Supplied data –
···

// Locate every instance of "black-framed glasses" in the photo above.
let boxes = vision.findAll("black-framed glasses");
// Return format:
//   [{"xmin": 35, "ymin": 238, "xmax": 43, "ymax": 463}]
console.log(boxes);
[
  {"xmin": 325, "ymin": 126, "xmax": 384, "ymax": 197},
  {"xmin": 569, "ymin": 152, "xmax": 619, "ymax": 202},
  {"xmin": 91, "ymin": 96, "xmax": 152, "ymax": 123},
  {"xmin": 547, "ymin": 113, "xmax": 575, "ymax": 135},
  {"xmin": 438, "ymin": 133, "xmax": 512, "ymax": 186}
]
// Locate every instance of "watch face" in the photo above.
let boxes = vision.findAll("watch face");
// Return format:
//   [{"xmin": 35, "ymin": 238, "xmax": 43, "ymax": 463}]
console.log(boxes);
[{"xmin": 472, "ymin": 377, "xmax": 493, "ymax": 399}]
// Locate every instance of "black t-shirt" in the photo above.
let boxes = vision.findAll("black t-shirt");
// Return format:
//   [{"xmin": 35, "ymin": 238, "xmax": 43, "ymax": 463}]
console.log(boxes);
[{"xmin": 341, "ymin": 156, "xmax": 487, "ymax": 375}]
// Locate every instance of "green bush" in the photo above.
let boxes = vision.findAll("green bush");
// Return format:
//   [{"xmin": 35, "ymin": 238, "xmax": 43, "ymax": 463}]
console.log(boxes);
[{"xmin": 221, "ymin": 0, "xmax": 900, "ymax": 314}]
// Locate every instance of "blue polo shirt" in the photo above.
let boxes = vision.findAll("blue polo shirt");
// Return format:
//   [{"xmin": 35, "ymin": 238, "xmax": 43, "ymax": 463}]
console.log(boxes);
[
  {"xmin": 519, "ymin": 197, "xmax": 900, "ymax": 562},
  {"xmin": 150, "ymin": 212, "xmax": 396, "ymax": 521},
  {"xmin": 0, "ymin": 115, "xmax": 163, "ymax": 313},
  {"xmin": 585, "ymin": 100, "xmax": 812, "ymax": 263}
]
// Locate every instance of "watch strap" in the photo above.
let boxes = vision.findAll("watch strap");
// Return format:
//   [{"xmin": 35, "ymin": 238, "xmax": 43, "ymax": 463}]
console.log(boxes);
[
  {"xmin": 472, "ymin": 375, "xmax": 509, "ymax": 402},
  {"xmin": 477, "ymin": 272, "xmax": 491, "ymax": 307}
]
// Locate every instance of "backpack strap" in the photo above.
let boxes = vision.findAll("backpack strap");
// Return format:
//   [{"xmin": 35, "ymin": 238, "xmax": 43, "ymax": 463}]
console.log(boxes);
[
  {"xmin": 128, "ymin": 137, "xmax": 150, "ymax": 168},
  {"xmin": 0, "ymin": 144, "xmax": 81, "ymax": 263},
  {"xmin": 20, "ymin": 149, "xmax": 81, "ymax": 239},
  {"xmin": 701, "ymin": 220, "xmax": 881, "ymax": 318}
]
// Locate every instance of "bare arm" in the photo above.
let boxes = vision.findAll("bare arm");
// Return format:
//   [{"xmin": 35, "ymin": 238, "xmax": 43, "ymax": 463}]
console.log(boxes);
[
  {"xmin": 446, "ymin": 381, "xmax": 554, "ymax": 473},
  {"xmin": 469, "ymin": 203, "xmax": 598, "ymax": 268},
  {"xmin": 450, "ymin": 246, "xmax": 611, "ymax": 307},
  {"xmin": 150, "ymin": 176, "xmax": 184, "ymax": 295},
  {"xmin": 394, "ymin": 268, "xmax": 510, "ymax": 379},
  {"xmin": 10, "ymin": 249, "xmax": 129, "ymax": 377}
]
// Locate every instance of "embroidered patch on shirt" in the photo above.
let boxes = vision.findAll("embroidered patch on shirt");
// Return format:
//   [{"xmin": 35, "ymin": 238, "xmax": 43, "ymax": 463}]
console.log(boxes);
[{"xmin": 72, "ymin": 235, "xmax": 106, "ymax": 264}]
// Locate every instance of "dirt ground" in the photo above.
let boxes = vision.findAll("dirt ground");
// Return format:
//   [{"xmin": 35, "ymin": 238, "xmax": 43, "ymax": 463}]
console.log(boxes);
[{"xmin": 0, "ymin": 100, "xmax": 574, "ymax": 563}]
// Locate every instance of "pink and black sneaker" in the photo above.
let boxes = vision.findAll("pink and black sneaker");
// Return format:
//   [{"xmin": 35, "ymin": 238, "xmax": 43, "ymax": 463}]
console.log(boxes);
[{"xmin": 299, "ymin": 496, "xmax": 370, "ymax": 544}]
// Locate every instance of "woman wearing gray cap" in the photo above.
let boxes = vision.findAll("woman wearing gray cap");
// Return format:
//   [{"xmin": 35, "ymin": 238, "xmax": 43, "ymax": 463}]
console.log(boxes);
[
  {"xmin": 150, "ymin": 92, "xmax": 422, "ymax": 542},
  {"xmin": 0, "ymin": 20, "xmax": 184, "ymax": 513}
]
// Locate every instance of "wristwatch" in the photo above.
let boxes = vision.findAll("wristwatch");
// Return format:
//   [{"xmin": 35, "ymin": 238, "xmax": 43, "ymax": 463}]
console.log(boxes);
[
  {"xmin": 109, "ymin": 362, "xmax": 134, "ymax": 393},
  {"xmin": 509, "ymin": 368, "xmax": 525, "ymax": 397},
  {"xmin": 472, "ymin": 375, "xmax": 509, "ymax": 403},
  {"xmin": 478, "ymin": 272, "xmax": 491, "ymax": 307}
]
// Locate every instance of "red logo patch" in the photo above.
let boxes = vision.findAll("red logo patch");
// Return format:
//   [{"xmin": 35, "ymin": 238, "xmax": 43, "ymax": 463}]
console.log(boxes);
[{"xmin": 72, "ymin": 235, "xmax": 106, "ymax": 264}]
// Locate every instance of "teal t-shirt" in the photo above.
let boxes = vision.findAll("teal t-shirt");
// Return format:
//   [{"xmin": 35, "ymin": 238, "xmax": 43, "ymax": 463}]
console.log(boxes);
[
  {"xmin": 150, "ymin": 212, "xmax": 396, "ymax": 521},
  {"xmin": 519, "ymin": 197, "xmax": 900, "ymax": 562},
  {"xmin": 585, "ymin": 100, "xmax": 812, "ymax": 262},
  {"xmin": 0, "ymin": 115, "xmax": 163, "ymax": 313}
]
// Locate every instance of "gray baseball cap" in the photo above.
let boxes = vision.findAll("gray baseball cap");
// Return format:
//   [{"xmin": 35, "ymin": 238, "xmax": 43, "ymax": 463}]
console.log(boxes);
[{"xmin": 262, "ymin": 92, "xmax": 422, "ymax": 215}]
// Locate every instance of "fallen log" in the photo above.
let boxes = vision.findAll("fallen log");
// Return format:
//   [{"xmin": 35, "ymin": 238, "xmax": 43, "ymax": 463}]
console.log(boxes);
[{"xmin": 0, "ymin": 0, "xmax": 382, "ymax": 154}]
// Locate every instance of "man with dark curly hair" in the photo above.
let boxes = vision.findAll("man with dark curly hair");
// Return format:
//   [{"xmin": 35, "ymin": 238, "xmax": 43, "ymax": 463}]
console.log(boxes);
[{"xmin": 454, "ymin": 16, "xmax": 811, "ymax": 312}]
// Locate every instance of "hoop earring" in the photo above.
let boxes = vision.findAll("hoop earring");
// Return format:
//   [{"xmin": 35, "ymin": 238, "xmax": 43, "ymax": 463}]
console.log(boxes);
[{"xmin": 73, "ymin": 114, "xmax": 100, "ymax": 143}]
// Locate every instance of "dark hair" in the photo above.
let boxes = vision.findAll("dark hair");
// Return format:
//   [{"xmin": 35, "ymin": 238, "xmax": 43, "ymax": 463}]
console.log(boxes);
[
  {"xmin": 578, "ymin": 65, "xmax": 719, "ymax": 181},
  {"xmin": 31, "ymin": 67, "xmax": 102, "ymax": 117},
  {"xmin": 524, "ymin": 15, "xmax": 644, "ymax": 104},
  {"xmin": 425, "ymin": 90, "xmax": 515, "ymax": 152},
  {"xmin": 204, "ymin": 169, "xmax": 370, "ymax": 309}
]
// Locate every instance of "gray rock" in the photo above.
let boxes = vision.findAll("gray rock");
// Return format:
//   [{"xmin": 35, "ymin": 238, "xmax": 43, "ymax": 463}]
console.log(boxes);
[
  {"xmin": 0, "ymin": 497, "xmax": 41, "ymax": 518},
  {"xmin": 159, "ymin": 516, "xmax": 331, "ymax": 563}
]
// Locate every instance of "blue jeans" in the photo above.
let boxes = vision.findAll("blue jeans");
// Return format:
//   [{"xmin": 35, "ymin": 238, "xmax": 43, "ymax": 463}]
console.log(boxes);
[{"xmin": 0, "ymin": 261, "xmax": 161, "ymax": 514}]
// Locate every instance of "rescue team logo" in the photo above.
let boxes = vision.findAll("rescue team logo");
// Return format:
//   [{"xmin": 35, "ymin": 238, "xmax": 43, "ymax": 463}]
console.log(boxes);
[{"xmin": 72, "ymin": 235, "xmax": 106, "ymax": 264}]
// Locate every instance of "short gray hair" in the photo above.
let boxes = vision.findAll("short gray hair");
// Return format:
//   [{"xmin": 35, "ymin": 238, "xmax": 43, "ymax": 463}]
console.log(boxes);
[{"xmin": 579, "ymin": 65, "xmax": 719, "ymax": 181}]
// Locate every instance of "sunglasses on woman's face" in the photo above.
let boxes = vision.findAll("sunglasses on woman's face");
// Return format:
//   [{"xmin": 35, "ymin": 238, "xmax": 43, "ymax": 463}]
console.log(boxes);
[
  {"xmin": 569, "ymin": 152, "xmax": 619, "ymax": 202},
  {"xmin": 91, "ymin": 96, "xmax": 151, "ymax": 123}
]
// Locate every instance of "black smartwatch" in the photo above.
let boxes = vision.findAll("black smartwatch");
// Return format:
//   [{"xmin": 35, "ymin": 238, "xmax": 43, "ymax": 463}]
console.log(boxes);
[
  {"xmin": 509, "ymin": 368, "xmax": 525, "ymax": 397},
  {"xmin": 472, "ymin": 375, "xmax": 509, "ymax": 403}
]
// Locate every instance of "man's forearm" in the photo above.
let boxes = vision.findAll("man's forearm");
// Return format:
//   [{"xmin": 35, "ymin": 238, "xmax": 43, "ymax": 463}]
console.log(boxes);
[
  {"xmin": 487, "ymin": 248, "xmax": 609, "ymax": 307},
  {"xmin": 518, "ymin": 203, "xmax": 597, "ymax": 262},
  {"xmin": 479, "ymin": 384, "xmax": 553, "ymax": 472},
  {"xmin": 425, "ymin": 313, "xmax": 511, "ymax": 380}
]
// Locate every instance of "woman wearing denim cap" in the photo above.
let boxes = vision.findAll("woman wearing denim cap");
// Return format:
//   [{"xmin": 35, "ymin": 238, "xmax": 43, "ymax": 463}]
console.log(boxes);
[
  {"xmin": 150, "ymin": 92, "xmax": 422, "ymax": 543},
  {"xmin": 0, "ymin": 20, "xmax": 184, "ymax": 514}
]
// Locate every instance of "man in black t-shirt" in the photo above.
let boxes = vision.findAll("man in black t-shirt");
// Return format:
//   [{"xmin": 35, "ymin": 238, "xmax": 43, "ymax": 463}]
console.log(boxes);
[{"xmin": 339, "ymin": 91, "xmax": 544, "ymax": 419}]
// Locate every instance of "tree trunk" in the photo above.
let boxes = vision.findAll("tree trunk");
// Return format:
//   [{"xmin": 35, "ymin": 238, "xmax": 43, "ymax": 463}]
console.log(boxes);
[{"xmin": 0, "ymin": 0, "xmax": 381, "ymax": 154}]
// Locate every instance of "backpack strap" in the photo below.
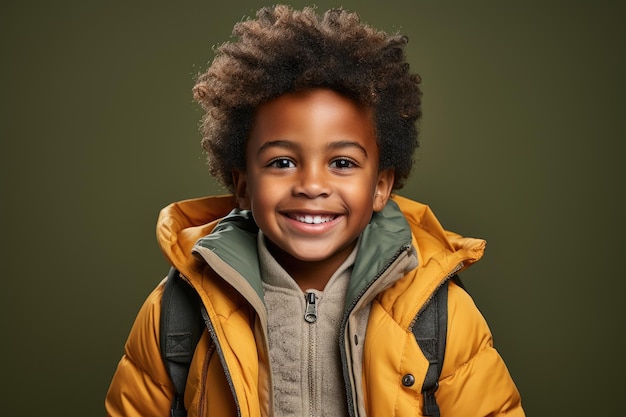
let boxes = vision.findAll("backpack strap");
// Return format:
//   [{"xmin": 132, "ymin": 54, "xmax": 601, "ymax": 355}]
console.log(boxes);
[
  {"xmin": 412, "ymin": 275, "xmax": 458, "ymax": 417},
  {"xmin": 160, "ymin": 268, "xmax": 204, "ymax": 417}
]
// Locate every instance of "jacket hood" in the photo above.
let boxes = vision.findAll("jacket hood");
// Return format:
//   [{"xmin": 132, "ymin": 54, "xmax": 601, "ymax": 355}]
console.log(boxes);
[{"xmin": 157, "ymin": 195, "xmax": 485, "ymax": 282}]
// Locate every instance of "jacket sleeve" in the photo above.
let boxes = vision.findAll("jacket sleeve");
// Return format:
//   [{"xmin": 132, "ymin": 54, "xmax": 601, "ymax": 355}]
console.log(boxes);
[
  {"xmin": 105, "ymin": 284, "xmax": 173, "ymax": 417},
  {"xmin": 436, "ymin": 284, "xmax": 525, "ymax": 417}
]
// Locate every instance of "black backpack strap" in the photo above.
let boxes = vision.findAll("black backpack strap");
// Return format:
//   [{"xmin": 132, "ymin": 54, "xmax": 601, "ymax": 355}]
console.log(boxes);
[
  {"xmin": 413, "ymin": 275, "xmax": 448, "ymax": 417},
  {"xmin": 160, "ymin": 268, "xmax": 204, "ymax": 417}
]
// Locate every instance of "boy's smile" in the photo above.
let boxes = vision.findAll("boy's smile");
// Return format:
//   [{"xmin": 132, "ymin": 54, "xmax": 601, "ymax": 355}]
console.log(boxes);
[{"xmin": 233, "ymin": 89, "xmax": 393, "ymax": 289}]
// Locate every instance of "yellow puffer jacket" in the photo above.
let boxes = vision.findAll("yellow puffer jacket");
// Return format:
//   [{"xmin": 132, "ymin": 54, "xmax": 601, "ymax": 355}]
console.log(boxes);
[{"xmin": 106, "ymin": 196, "xmax": 524, "ymax": 417}]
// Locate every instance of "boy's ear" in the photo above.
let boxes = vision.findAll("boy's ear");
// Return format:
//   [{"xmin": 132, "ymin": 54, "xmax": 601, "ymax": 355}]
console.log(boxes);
[
  {"xmin": 373, "ymin": 169, "xmax": 395, "ymax": 211},
  {"xmin": 232, "ymin": 169, "xmax": 250, "ymax": 210}
]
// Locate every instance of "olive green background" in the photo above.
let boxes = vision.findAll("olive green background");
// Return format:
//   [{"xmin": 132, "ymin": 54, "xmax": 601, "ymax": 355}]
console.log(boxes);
[{"xmin": 0, "ymin": 0, "xmax": 626, "ymax": 416}]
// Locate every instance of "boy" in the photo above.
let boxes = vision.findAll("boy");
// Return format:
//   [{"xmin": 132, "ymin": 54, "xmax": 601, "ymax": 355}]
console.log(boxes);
[{"xmin": 106, "ymin": 6, "xmax": 524, "ymax": 417}]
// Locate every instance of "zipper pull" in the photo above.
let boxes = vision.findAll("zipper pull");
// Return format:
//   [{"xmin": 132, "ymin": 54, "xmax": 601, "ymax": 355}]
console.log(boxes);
[{"xmin": 304, "ymin": 292, "xmax": 317, "ymax": 323}]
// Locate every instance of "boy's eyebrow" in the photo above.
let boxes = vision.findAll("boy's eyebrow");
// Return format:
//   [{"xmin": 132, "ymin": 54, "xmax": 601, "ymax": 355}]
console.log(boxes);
[
  {"xmin": 257, "ymin": 140, "xmax": 368, "ymax": 158},
  {"xmin": 327, "ymin": 140, "xmax": 368, "ymax": 158}
]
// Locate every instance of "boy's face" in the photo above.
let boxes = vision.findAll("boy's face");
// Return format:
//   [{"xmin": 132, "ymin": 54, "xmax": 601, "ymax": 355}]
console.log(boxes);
[{"xmin": 233, "ymin": 89, "xmax": 393, "ymax": 267}]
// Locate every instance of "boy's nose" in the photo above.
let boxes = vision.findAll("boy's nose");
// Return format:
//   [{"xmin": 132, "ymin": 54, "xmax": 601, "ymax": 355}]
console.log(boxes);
[{"xmin": 293, "ymin": 167, "xmax": 330, "ymax": 198}]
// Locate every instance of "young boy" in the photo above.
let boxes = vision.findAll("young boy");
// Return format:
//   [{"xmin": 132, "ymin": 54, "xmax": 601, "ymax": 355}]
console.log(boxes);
[{"xmin": 106, "ymin": 6, "xmax": 524, "ymax": 417}]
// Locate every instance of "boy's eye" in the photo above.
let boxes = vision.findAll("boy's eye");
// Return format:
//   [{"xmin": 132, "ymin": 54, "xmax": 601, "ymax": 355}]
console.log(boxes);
[
  {"xmin": 330, "ymin": 158, "xmax": 356, "ymax": 169},
  {"xmin": 268, "ymin": 158, "xmax": 296, "ymax": 168}
]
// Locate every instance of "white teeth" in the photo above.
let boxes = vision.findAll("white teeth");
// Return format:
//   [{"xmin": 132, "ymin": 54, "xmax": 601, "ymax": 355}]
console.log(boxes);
[{"xmin": 293, "ymin": 215, "xmax": 334, "ymax": 224}]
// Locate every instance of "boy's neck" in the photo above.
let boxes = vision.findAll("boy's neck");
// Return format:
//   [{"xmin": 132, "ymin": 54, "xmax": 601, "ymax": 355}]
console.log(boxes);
[{"xmin": 265, "ymin": 239, "xmax": 356, "ymax": 291}]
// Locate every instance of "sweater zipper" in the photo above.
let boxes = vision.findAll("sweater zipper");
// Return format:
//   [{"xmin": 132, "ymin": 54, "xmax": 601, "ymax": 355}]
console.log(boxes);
[{"xmin": 304, "ymin": 292, "xmax": 317, "ymax": 417}]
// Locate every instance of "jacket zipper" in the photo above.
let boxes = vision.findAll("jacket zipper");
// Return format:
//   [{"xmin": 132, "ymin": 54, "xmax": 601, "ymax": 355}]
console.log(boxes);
[
  {"xmin": 409, "ymin": 262, "xmax": 463, "ymax": 329},
  {"xmin": 201, "ymin": 306, "xmax": 241, "ymax": 417},
  {"xmin": 304, "ymin": 292, "xmax": 317, "ymax": 417},
  {"xmin": 339, "ymin": 242, "xmax": 411, "ymax": 417},
  {"xmin": 198, "ymin": 342, "xmax": 215, "ymax": 417}
]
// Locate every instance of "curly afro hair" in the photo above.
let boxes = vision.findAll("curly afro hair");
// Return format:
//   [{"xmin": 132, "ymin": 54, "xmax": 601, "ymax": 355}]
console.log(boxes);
[{"xmin": 193, "ymin": 5, "xmax": 421, "ymax": 191}]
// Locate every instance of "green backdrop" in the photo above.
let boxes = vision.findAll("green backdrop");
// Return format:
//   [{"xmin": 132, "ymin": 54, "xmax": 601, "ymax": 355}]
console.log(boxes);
[{"xmin": 0, "ymin": 0, "xmax": 626, "ymax": 417}]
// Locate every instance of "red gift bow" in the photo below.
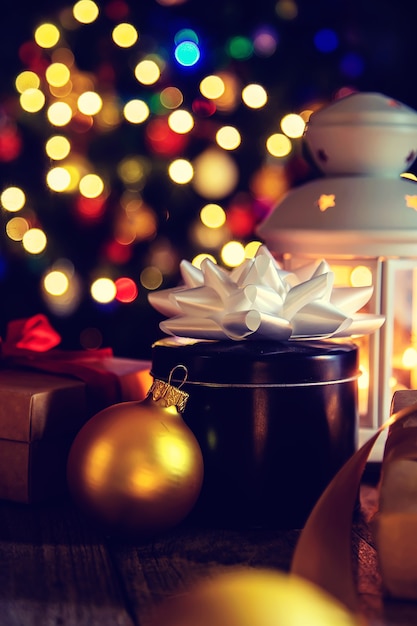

···

What you are asked to do –
How many lines in the records contain the string "rock", matching case? Give only the number.

Final answer –
2